==== SUPPLIED RECORDS ====
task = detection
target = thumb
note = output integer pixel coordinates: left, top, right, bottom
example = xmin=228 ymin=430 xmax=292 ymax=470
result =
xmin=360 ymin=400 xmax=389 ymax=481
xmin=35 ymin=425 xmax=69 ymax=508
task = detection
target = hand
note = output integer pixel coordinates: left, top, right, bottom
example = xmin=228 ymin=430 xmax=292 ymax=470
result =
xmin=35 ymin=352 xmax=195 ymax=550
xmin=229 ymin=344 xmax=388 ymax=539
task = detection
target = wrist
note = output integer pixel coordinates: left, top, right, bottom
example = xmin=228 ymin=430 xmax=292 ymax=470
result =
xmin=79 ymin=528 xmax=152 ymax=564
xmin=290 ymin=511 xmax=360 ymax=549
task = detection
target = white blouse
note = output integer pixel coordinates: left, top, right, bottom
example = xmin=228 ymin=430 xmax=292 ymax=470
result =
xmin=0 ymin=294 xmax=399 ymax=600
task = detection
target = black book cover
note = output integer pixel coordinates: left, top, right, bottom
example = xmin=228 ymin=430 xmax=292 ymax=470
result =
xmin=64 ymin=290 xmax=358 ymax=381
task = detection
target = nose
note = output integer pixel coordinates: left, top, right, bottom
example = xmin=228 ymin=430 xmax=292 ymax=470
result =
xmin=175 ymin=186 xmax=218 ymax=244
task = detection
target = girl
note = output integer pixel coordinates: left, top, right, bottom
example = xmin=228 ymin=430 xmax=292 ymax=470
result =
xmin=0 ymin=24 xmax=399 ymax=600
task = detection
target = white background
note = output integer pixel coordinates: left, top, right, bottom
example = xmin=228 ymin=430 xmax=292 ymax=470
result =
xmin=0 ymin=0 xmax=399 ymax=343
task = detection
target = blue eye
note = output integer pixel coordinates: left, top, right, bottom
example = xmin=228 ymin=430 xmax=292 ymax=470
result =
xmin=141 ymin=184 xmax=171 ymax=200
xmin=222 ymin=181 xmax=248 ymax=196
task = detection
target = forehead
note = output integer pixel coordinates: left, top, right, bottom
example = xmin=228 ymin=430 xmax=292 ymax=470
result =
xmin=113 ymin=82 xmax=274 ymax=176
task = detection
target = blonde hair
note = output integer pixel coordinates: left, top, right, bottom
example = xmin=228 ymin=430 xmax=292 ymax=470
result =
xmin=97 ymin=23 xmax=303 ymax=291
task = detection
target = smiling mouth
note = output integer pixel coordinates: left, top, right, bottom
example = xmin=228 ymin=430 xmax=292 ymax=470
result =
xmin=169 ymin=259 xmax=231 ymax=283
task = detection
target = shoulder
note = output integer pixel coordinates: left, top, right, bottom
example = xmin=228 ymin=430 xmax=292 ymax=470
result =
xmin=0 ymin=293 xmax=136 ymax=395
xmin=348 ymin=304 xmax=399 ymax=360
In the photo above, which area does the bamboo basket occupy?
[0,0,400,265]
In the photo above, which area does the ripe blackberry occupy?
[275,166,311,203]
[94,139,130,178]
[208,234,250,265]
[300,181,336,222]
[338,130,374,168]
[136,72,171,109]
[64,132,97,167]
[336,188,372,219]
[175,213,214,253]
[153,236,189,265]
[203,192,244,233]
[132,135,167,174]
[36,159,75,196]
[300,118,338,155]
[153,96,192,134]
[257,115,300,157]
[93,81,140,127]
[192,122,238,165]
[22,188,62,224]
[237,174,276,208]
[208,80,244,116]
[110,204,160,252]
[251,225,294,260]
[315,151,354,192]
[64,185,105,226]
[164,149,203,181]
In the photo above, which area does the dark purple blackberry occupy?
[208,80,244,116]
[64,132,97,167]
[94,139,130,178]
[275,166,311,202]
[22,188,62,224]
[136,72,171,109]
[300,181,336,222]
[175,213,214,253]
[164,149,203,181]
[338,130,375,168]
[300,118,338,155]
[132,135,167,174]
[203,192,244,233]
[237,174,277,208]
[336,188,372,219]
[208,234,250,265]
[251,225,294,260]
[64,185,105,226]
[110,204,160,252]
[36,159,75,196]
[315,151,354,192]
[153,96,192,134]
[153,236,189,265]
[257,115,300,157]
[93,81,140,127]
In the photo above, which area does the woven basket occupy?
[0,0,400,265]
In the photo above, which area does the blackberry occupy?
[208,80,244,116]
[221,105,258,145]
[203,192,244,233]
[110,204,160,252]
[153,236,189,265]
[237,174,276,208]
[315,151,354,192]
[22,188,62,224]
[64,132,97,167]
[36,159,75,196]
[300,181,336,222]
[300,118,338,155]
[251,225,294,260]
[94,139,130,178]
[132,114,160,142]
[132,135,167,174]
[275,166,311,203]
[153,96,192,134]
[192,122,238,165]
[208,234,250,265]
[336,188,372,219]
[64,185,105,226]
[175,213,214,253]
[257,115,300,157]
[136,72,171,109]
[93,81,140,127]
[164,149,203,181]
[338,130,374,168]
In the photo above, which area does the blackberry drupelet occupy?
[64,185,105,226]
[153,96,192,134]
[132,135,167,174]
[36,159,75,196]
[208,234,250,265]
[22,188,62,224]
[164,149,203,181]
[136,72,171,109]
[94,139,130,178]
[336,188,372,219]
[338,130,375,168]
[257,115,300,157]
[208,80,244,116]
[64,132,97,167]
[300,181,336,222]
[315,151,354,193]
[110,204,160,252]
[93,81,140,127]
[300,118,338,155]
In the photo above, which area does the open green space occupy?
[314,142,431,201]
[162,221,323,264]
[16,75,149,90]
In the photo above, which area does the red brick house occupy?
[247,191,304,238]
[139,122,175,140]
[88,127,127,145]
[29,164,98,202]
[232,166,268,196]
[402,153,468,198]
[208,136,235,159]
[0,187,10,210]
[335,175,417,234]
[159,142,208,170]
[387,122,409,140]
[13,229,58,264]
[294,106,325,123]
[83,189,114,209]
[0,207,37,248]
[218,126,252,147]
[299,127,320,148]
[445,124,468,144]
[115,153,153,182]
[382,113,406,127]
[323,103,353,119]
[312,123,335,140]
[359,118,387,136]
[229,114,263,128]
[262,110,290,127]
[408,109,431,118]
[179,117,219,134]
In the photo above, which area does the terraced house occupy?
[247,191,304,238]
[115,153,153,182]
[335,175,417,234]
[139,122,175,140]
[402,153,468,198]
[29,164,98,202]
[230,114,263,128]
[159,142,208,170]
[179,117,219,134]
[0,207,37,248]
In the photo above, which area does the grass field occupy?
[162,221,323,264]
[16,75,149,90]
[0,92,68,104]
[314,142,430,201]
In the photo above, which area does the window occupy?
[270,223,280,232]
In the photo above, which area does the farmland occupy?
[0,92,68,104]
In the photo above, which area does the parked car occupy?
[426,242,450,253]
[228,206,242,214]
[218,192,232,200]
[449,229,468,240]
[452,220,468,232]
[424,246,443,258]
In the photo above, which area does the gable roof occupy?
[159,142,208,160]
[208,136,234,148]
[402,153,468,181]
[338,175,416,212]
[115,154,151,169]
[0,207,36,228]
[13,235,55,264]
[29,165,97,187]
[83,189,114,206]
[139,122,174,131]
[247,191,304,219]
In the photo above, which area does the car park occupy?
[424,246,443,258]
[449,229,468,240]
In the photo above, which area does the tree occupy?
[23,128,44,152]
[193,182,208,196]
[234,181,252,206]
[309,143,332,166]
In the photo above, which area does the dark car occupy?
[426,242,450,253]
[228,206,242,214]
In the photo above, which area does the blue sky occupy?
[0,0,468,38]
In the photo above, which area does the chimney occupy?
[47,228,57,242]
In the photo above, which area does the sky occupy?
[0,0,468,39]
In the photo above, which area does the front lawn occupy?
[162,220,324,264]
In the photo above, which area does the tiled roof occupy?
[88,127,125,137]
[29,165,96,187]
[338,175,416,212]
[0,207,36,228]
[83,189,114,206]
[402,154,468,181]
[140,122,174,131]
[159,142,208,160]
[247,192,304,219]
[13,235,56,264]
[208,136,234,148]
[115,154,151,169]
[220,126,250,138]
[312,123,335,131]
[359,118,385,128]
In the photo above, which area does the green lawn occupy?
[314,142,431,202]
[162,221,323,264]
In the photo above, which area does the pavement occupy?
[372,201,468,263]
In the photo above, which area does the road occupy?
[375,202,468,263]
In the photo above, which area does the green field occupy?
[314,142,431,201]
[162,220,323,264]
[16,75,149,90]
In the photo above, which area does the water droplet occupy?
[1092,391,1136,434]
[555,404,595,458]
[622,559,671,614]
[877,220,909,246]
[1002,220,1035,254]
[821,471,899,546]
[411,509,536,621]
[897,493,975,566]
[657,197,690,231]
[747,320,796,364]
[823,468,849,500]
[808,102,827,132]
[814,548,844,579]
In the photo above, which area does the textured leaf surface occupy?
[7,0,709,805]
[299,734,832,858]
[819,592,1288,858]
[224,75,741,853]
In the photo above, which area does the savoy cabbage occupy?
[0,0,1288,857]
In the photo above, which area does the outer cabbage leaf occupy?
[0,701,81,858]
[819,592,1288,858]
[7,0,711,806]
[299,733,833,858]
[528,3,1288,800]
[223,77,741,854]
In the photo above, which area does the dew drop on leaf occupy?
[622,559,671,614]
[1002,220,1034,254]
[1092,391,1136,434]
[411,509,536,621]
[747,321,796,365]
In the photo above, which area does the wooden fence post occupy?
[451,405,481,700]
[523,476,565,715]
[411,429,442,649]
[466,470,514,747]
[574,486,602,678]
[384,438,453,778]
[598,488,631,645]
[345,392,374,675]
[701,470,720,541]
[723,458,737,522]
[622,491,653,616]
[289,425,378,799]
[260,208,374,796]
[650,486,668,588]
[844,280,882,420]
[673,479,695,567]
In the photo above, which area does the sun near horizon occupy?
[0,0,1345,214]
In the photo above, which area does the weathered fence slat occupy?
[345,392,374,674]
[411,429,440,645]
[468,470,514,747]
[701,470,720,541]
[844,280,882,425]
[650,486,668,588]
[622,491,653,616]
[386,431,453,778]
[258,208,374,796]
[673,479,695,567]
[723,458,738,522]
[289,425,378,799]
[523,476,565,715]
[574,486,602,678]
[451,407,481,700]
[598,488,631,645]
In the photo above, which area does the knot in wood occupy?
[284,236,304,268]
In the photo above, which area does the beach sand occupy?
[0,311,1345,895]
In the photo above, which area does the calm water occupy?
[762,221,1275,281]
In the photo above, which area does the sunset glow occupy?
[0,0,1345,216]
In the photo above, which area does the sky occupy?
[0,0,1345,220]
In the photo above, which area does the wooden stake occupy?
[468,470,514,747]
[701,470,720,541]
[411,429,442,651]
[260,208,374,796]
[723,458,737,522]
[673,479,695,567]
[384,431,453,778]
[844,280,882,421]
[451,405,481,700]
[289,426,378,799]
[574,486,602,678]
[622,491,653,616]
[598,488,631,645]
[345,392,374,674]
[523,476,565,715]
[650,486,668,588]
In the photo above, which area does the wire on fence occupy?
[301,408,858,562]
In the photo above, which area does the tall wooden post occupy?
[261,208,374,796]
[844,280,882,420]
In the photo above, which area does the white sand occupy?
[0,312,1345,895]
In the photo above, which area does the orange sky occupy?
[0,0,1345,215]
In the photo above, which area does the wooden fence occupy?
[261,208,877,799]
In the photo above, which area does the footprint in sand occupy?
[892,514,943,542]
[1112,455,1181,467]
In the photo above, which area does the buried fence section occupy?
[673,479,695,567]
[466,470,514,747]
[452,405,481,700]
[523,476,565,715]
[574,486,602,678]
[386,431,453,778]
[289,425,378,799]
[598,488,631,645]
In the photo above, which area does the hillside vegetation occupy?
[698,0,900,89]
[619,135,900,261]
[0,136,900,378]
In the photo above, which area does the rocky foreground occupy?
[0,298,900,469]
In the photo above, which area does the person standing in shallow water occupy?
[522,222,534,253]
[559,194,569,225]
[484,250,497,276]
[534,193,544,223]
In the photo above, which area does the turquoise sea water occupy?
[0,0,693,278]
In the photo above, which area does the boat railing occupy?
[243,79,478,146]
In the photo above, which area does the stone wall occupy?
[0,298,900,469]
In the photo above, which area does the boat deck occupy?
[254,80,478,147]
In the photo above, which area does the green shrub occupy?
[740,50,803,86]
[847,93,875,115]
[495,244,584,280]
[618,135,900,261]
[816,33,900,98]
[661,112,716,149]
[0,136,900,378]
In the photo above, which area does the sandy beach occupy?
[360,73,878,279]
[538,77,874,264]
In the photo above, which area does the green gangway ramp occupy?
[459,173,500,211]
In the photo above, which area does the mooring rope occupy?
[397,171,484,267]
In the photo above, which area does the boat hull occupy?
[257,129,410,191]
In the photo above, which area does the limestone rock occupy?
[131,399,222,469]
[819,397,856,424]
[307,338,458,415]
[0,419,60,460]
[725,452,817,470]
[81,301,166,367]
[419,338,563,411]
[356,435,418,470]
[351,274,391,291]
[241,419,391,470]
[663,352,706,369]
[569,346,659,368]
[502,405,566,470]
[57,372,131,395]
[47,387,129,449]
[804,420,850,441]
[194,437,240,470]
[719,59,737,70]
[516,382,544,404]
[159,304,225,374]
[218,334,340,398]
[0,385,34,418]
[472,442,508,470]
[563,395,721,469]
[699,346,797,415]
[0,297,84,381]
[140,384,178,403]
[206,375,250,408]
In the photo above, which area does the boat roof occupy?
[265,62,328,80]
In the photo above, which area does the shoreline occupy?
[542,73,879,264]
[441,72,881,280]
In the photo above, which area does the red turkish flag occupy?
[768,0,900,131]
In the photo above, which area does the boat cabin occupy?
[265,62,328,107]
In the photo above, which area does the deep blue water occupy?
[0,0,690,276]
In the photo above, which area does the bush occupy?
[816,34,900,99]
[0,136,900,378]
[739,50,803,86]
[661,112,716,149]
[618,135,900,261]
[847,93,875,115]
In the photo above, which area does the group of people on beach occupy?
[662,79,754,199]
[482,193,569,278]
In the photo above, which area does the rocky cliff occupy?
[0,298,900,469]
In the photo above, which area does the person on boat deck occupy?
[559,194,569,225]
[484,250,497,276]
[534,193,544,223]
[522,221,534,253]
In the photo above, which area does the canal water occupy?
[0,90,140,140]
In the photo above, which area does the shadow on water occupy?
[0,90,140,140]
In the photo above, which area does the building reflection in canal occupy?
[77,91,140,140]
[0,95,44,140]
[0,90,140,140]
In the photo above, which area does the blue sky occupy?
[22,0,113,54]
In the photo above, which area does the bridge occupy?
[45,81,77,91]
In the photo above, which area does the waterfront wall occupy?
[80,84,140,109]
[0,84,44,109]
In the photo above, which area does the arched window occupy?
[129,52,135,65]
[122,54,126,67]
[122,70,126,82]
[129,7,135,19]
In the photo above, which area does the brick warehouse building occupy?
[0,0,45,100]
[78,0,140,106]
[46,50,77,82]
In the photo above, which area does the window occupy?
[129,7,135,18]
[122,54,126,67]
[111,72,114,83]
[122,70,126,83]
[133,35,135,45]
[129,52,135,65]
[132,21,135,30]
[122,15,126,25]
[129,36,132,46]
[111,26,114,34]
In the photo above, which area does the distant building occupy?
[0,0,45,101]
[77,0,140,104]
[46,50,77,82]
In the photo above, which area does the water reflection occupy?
====
— STATED EXERCISE —
Copy the lines word for word, starting at the line containing "In the photo above, which area does the turquoise" and ending after the line containing "[459,173,500,211]".

— EXERCISE SOLUTION —
In the photo above, which area does the turquoise sea water occupy?
[0,0,693,278]
In the photo above, which area does the boat railing occupy?
[243,79,478,146]
In the photo above, which area does the stone wall occupy?
[0,298,900,469]
In the photo above, which area does the boat deck occupy?
[254,80,478,147]
In the photo above, which area does the green shrub occupy?
[740,50,803,86]
[847,93,875,115]
[495,244,584,280]
[618,135,900,261]
[816,33,900,98]
[661,112,716,149]
[0,136,900,378]
In the photo above, which area does the sandy beach occupy?
[360,73,878,279]
[538,77,874,264]
In the photo above, which area does the green gangway ramp occupy?
[459,173,500,211]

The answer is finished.